- [Material shown]:
--- Begin ---

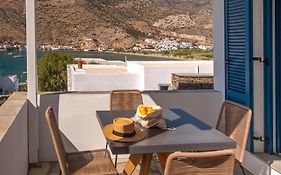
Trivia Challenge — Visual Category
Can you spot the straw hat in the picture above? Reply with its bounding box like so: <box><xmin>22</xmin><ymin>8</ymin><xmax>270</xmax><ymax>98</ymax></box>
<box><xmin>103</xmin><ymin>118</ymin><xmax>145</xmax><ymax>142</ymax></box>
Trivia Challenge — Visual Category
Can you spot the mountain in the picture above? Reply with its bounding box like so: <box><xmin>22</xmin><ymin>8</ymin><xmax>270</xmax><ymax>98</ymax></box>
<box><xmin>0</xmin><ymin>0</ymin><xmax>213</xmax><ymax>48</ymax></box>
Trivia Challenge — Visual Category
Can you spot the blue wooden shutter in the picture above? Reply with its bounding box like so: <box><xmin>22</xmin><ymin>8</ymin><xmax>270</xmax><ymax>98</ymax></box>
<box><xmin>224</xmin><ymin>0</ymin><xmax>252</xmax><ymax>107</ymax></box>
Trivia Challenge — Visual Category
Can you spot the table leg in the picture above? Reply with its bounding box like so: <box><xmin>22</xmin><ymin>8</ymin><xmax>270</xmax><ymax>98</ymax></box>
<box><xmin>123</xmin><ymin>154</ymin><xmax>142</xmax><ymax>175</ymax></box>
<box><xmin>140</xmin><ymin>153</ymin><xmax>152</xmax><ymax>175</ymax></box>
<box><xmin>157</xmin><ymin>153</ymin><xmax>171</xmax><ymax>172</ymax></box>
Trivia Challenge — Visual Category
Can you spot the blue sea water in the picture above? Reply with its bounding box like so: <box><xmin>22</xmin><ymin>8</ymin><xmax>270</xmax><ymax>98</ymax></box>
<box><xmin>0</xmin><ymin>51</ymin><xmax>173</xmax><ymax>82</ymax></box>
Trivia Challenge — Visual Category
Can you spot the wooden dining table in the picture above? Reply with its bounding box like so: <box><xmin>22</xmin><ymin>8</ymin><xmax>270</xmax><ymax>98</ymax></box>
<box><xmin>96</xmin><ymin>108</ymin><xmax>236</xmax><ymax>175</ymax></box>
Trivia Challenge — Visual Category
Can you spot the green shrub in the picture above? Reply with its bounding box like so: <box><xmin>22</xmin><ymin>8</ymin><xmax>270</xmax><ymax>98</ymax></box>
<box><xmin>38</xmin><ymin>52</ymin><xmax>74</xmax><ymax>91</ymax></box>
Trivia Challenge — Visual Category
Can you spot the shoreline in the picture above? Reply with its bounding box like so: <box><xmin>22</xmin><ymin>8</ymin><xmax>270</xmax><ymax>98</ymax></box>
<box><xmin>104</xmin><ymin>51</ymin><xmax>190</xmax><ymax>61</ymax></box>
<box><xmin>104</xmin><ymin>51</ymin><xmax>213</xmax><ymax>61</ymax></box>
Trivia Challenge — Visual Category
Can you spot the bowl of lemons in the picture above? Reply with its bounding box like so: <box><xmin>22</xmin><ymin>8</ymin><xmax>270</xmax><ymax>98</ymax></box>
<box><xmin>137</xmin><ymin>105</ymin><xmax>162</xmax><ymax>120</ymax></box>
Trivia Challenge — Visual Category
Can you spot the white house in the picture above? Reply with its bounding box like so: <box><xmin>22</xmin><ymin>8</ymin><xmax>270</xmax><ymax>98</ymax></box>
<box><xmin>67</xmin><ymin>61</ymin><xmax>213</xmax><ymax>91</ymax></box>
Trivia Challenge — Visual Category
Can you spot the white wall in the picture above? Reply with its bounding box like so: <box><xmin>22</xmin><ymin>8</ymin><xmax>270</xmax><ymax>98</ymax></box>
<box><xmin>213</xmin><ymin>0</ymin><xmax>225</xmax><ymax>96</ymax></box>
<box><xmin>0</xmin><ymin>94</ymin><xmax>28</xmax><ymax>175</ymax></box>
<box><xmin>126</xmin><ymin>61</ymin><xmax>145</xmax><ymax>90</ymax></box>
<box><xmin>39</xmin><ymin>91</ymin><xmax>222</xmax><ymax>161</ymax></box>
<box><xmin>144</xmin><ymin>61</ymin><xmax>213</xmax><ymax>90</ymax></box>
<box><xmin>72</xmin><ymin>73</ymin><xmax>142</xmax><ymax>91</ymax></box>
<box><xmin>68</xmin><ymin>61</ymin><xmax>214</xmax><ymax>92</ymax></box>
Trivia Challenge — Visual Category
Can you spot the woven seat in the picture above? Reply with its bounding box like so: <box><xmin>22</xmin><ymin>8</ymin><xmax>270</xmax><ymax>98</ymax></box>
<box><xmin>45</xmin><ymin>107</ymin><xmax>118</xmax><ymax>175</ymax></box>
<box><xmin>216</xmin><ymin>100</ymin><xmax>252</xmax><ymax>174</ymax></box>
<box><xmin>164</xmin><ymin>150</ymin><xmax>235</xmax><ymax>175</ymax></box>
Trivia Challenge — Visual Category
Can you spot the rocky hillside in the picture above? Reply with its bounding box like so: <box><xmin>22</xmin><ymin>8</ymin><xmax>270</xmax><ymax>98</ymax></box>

--- End ---

- [Short problem]: Write the records out again in full, exactly, and skip every picture.

- [Full solution]:
Trivia Challenge — Visual Category
Can you spot the straw hat in the picture above? Reply with its bounding box like so: <box><xmin>22</xmin><ymin>8</ymin><xmax>270</xmax><ymax>98</ymax></box>
<box><xmin>103</xmin><ymin>118</ymin><xmax>145</xmax><ymax>142</ymax></box>
Trivia Challenge — Visual Category
Can you spot the mountain in the picture above? Reply with its bounding box like so: <box><xmin>22</xmin><ymin>8</ymin><xmax>270</xmax><ymax>98</ymax></box>
<box><xmin>0</xmin><ymin>0</ymin><xmax>213</xmax><ymax>48</ymax></box>
Trivia Challenge — Visual Category
Can you spot the blue wooden shutter in the picture above? Reply with its bounding box like so: <box><xmin>22</xmin><ymin>8</ymin><xmax>270</xmax><ymax>98</ymax></box>
<box><xmin>224</xmin><ymin>0</ymin><xmax>252</xmax><ymax>107</ymax></box>
Trivia Challenge — Visual Category
Can you spot the table leg in the picture above? Reply with its bounding box like so: <box><xmin>22</xmin><ymin>8</ymin><xmax>270</xmax><ymax>98</ymax></box>
<box><xmin>123</xmin><ymin>154</ymin><xmax>142</xmax><ymax>175</ymax></box>
<box><xmin>140</xmin><ymin>153</ymin><xmax>152</xmax><ymax>175</ymax></box>
<box><xmin>157</xmin><ymin>153</ymin><xmax>171</xmax><ymax>172</ymax></box>
Trivia Challenge — Visual Category
Can you spot the blue sea water in the picture above? Reply with its bounding box like so: <box><xmin>22</xmin><ymin>8</ymin><xmax>270</xmax><ymax>98</ymax></box>
<box><xmin>0</xmin><ymin>51</ymin><xmax>173</xmax><ymax>82</ymax></box>
Trivia Challenge — Visual Category
Can you spot the wooden dining table in the picture above? Reply with its bounding box like so: <box><xmin>22</xmin><ymin>8</ymin><xmax>270</xmax><ymax>98</ymax></box>
<box><xmin>96</xmin><ymin>108</ymin><xmax>236</xmax><ymax>175</ymax></box>
Trivia Challenge — Visual Category
Can you spot the green shrub in the picture above? Reply with its bounding box like so: <box><xmin>22</xmin><ymin>8</ymin><xmax>270</xmax><ymax>98</ymax></box>
<box><xmin>38</xmin><ymin>52</ymin><xmax>74</xmax><ymax>91</ymax></box>
Trivia Challenge — Visual Category
Can you spot the shoreline in the picture above? Reply with its bounding box like so: <box><xmin>22</xmin><ymin>8</ymin><xmax>270</xmax><ymax>98</ymax></box>
<box><xmin>104</xmin><ymin>51</ymin><xmax>190</xmax><ymax>61</ymax></box>
<box><xmin>104</xmin><ymin>51</ymin><xmax>213</xmax><ymax>61</ymax></box>
Trivia Challenge — Visual Category
Can you spot the bowl of lemons in the picture above? Reply with its bounding box like so: <box><xmin>22</xmin><ymin>8</ymin><xmax>270</xmax><ymax>98</ymax></box>
<box><xmin>137</xmin><ymin>105</ymin><xmax>162</xmax><ymax>120</ymax></box>
Trivia Challenge — Visual Category
Can you spot the white house in the picture above? Reply with its bounding box like so: <box><xmin>22</xmin><ymin>8</ymin><xmax>270</xmax><ymax>98</ymax></box>
<box><xmin>67</xmin><ymin>61</ymin><xmax>213</xmax><ymax>91</ymax></box>
Trivia Challenge — Visual Category
Can you spot the white wall in the picture above? Reply with its bounding box like so: <box><xmin>22</xmin><ymin>8</ymin><xmax>270</xmax><ymax>98</ymax></box>
<box><xmin>213</xmin><ymin>0</ymin><xmax>225</xmax><ymax>96</ymax></box>
<box><xmin>0</xmin><ymin>94</ymin><xmax>28</xmax><ymax>175</ymax></box>
<box><xmin>126</xmin><ymin>61</ymin><xmax>145</xmax><ymax>90</ymax></box>
<box><xmin>39</xmin><ymin>91</ymin><xmax>222</xmax><ymax>161</ymax></box>
<box><xmin>144</xmin><ymin>61</ymin><xmax>213</xmax><ymax>90</ymax></box>
<box><xmin>72</xmin><ymin>73</ymin><xmax>142</xmax><ymax>91</ymax></box>
<box><xmin>68</xmin><ymin>61</ymin><xmax>214</xmax><ymax>92</ymax></box>
Trivia Challenge — Visual Category
Can you spot the woven seat in the picture above? Reply with its bounding box like so: <box><xmin>22</xmin><ymin>8</ymin><xmax>270</xmax><ymax>98</ymax></box>
<box><xmin>45</xmin><ymin>107</ymin><xmax>118</xmax><ymax>175</ymax></box>
<box><xmin>216</xmin><ymin>100</ymin><xmax>252</xmax><ymax>174</ymax></box>
<box><xmin>164</xmin><ymin>150</ymin><xmax>235</xmax><ymax>175</ymax></box>
Trivia Challenge — Visual Category
Can you spot the rocky hillside in the picture above? Reply with its bounding box like so: <box><xmin>22</xmin><ymin>8</ymin><xmax>270</xmax><ymax>98</ymax></box>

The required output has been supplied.